# [Image entries on named regions]
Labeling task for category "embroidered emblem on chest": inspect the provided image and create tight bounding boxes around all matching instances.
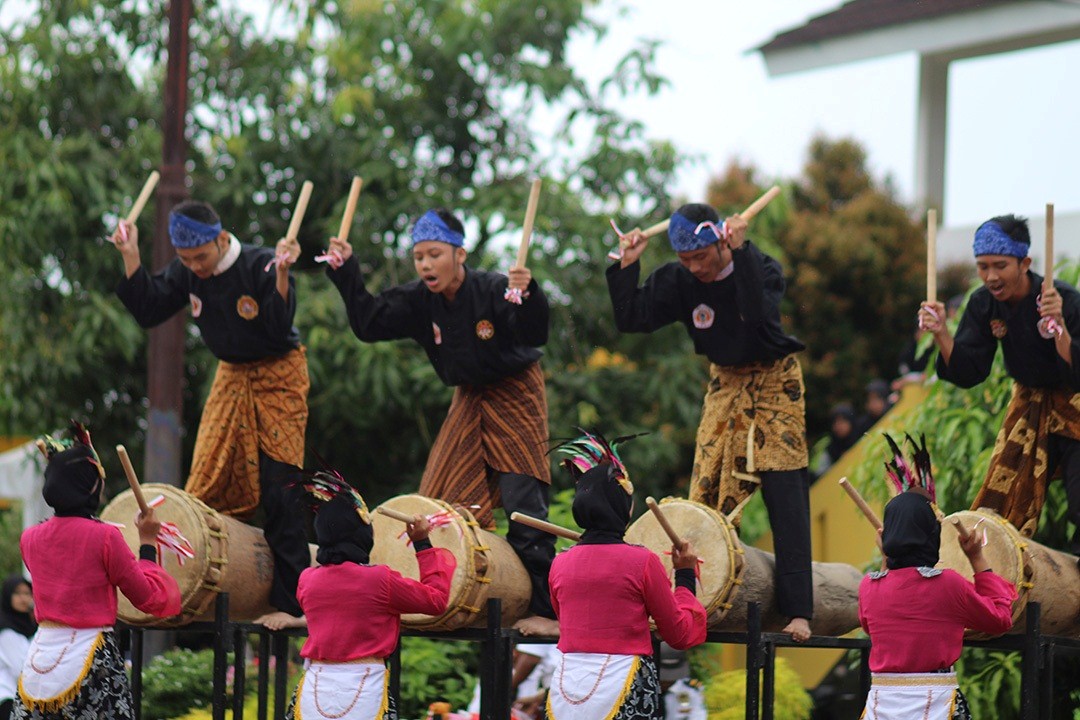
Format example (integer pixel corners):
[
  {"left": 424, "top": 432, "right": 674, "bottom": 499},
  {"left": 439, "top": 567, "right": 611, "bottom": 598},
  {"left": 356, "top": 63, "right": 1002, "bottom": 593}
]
[
  {"left": 690, "top": 302, "right": 716, "bottom": 330},
  {"left": 237, "top": 295, "right": 259, "bottom": 320},
  {"left": 476, "top": 320, "right": 495, "bottom": 340}
]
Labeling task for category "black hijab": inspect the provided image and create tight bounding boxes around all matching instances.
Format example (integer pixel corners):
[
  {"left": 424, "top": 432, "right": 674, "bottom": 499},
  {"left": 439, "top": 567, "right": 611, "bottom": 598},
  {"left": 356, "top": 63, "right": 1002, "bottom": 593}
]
[
  {"left": 315, "top": 493, "right": 375, "bottom": 565},
  {"left": 0, "top": 575, "right": 38, "bottom": 637},
  {"left": 881, "top": 490, "right": 942, "bottom": 570},
  {"left": 572, "top": 463, "right": 634, "bottom": 545},
  {"left": 41, "top": 443, "right": 104, "bottom": 517}
]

# [SHORT PROBLEM]
Reproduce every line of the material above, requests included, but leave out the picture. Multiply each bounding-box coordinate in the answers by 1.75 and round to the nearest whole number, with halves rounded up, and keep the numbers in the requests and their format samples unchanged.

# [FINAL ANSWER]
Labeling task for category "embroidered emblem on chest": inspect the provided image and create tight bounding boxes around all matching instances.
Format example (integer pixel corners):
[
  {"left": 424, "top": 432, "right": 674, "bottom": 499},
  {"left": 439, "top": 567, "right": 611, "bottom": 598},
  {"left": 356, "top": 63, "right": 1002, "bottom": 593}
]
[
  {"left": 1208, "top": 529, "right": 1253, "bottom": 578},
  {"left": 415, "top": 516, "right": 453, "bottom": 560},
  {"left": 833, "top": 560, "right": 866, "bottom": 595}
]
Labeling task for category "black hijab": inspect the provided image and create tight bounding boxes around all matching instances.
Format example (integer pixel corners):
[
  {"left": 424, "top": 432, "right": 674, "bottom": 499},
  {"left": 439, "top": 567, "right": 611, "bottom": 598},
  {"left": 356, "top": 63, "right": 1002, "bottom": 593}
]
[
  {"left": 551, "top": 863, "right": 656, "bottom": 989},
  {"left": 0, "top": 1006, "right": 67, "bottom": 1115},
  {"left": 1542, "top": 858, "right": 1649, "bottom": 998},
  {"left": 1001, "top": 810, "right": 1110, "bottom": 954},
  {"left": 72, "top": 775, "right": 182, "bottom": 905}
]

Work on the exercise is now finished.